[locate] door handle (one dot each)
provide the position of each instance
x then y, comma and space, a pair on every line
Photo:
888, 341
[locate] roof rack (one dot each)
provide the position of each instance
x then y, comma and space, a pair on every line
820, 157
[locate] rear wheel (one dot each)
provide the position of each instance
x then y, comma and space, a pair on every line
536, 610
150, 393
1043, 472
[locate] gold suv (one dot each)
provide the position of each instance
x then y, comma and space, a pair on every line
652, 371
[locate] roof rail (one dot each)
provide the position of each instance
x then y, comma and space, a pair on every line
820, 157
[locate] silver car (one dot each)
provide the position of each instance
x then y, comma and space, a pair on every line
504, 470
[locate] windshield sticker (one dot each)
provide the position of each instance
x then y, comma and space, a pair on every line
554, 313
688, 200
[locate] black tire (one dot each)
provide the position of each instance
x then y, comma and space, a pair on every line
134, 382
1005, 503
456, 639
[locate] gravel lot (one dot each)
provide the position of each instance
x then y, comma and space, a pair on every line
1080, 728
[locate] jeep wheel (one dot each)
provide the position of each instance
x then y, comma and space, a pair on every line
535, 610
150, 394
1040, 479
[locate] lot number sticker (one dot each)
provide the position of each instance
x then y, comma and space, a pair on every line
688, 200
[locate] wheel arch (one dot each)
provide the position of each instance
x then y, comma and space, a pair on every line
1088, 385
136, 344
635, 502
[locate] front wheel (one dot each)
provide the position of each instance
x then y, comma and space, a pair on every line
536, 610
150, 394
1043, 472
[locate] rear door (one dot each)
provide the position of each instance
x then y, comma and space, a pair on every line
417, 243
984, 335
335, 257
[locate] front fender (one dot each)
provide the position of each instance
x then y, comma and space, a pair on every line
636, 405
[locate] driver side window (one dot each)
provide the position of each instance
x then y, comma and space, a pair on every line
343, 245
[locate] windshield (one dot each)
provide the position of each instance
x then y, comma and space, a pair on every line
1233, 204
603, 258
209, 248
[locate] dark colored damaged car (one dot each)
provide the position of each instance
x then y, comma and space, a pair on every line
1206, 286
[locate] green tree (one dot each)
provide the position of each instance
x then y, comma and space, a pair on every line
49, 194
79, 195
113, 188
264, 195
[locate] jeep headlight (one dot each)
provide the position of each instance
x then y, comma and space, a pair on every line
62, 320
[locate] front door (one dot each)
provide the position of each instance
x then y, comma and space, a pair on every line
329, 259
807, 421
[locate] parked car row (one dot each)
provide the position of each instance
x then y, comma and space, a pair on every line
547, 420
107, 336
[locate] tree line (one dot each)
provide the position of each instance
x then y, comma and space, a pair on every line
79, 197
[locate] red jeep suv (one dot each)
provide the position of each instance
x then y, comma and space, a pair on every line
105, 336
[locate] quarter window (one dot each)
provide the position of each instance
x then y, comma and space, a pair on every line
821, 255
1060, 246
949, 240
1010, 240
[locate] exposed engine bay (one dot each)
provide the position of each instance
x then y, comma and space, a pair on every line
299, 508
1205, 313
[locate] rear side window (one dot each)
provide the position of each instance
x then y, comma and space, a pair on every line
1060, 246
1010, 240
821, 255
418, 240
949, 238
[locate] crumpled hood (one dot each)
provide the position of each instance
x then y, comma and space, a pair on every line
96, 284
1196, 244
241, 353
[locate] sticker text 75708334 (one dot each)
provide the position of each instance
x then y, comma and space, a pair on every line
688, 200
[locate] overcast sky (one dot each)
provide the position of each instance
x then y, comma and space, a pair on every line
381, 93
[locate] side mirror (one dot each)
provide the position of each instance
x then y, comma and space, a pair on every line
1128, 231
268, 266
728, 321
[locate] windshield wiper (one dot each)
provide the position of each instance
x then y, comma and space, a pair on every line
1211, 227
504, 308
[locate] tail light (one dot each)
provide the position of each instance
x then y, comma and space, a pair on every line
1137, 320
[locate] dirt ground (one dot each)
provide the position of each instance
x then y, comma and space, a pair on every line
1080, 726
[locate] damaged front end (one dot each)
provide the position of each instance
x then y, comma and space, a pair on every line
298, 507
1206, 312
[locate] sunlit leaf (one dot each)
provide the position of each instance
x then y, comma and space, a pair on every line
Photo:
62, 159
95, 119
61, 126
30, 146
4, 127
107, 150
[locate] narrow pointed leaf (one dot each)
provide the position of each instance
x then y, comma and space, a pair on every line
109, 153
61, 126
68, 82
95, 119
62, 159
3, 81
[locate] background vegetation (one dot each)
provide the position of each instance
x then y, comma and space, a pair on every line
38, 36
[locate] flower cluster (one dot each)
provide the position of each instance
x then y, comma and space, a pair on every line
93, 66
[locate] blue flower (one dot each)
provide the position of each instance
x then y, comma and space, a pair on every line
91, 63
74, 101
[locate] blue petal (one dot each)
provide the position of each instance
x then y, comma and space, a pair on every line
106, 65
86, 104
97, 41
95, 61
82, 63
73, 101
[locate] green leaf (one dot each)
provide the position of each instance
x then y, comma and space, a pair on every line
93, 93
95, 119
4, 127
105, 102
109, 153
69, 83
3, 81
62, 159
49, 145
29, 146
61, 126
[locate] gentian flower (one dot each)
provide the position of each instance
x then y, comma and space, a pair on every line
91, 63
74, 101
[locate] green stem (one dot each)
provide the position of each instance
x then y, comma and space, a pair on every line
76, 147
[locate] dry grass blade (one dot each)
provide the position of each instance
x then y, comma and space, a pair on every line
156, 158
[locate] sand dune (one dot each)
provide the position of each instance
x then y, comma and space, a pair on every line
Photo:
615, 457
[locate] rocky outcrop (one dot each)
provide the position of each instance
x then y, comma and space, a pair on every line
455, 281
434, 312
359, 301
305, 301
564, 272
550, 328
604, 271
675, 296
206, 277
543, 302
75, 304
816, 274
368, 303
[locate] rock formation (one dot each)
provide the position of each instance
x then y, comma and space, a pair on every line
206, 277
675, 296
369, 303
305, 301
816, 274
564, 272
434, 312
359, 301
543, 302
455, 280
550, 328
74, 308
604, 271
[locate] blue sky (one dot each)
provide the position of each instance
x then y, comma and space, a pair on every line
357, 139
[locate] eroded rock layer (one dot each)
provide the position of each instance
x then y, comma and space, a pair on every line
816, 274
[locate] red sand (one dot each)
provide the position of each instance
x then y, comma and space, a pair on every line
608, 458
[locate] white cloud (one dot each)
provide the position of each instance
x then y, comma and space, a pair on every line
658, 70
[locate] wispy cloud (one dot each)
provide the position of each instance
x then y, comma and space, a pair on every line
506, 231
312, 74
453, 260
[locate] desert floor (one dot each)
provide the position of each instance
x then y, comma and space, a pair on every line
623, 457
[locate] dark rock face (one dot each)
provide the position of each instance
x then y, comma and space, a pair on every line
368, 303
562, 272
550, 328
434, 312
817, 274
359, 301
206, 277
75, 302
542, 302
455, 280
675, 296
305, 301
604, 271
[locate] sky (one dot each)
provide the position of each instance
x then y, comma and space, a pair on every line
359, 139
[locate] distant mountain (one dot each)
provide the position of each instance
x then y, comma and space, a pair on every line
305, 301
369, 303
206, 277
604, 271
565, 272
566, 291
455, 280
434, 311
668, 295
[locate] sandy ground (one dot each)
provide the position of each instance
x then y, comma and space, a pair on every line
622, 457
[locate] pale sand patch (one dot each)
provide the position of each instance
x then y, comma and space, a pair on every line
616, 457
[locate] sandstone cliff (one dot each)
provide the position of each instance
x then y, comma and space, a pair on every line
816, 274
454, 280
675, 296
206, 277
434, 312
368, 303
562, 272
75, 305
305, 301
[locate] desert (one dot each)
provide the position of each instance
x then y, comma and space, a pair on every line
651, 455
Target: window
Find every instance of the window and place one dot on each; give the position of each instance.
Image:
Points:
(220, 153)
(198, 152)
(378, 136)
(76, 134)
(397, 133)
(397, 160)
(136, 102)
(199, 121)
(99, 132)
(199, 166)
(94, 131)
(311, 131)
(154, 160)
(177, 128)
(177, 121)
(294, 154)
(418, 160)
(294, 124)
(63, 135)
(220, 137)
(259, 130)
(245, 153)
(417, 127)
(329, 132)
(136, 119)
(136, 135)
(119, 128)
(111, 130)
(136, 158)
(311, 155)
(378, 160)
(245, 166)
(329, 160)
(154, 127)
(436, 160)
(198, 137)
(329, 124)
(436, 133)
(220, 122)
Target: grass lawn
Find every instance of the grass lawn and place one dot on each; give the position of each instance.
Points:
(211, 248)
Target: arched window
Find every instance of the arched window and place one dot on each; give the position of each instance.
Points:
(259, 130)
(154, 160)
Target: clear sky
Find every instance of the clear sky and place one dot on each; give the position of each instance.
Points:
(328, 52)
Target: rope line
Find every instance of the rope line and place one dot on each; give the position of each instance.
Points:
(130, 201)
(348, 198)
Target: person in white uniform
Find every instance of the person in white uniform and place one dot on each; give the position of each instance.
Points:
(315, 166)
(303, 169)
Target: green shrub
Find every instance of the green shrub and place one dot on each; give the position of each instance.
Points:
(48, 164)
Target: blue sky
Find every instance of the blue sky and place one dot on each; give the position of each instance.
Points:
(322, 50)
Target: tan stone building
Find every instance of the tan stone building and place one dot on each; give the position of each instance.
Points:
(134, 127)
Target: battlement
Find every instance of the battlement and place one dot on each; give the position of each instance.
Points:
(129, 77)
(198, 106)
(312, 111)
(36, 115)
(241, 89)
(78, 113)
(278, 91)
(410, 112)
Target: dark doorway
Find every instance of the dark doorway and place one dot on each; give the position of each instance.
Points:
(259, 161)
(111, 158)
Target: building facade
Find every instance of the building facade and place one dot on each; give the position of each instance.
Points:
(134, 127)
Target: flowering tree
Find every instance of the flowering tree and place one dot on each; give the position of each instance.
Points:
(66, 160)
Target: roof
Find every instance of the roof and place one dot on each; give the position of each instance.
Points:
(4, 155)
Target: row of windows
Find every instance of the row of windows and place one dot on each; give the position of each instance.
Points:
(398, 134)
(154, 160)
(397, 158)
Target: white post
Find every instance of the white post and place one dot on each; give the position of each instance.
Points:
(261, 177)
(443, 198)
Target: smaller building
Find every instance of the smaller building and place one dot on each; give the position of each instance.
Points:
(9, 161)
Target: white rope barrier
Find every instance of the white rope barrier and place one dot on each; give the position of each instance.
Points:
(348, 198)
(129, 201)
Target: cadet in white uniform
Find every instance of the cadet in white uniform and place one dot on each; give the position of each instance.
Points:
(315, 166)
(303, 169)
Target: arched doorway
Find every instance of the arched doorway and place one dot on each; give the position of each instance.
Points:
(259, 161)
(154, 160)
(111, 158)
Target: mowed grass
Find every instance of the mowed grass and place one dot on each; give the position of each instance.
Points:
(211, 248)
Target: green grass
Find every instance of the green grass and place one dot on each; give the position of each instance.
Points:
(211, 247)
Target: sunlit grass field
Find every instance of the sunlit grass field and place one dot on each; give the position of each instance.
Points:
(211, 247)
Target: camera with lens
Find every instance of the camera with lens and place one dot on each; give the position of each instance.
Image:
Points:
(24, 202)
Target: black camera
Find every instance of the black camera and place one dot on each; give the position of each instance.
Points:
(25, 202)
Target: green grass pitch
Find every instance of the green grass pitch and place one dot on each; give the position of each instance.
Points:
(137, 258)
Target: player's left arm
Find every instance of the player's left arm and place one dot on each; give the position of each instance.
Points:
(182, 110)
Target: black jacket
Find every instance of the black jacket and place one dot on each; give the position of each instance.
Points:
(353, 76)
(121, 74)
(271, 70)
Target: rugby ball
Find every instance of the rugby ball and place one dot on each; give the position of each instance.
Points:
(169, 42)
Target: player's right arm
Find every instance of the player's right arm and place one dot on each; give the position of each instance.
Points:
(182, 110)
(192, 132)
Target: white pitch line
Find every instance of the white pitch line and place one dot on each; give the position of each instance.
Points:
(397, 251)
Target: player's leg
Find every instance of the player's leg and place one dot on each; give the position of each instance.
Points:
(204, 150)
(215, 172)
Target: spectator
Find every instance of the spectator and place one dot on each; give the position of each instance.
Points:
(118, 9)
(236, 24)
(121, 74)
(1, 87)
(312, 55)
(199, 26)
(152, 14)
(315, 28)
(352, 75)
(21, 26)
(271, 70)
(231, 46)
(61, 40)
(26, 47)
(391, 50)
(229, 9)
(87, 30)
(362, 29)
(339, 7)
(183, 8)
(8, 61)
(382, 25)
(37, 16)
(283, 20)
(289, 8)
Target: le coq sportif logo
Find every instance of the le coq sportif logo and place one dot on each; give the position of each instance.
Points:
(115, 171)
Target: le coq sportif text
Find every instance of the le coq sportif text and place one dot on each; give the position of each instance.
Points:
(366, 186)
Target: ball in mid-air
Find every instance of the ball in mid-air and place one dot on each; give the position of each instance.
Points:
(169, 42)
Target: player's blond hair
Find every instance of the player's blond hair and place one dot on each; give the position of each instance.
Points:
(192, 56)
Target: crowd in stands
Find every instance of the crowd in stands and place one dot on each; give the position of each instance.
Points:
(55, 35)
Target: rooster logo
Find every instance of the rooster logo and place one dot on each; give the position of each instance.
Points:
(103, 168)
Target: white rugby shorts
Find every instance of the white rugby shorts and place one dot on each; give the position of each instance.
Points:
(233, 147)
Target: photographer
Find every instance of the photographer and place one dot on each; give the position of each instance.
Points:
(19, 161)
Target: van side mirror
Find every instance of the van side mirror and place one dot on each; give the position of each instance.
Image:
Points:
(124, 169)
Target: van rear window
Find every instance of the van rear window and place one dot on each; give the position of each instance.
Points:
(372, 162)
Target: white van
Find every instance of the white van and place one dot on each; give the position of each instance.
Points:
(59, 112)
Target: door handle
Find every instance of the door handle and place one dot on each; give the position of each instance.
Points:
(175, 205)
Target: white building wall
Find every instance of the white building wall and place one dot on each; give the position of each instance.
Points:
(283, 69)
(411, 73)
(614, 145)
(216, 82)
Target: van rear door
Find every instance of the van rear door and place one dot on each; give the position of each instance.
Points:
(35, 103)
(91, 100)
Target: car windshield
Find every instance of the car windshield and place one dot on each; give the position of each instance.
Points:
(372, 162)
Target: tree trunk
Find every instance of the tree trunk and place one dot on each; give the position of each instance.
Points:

^^^^^^^^

Your objective:
Output the lines above exactly, but only those between the line holding "Find every instance of the green grass and" and the line holding "Target: camera with lens", inclusive.

Task result:
Find every instance of the green grass and place one dot on each; give the position of each instance.
Points:
(211, 247)
Target: sunlit grass field
Find every instance of the sunlit grass field and place one dot on each; give the position of each instance.
Points:
(211, 247)
Target: camera with lens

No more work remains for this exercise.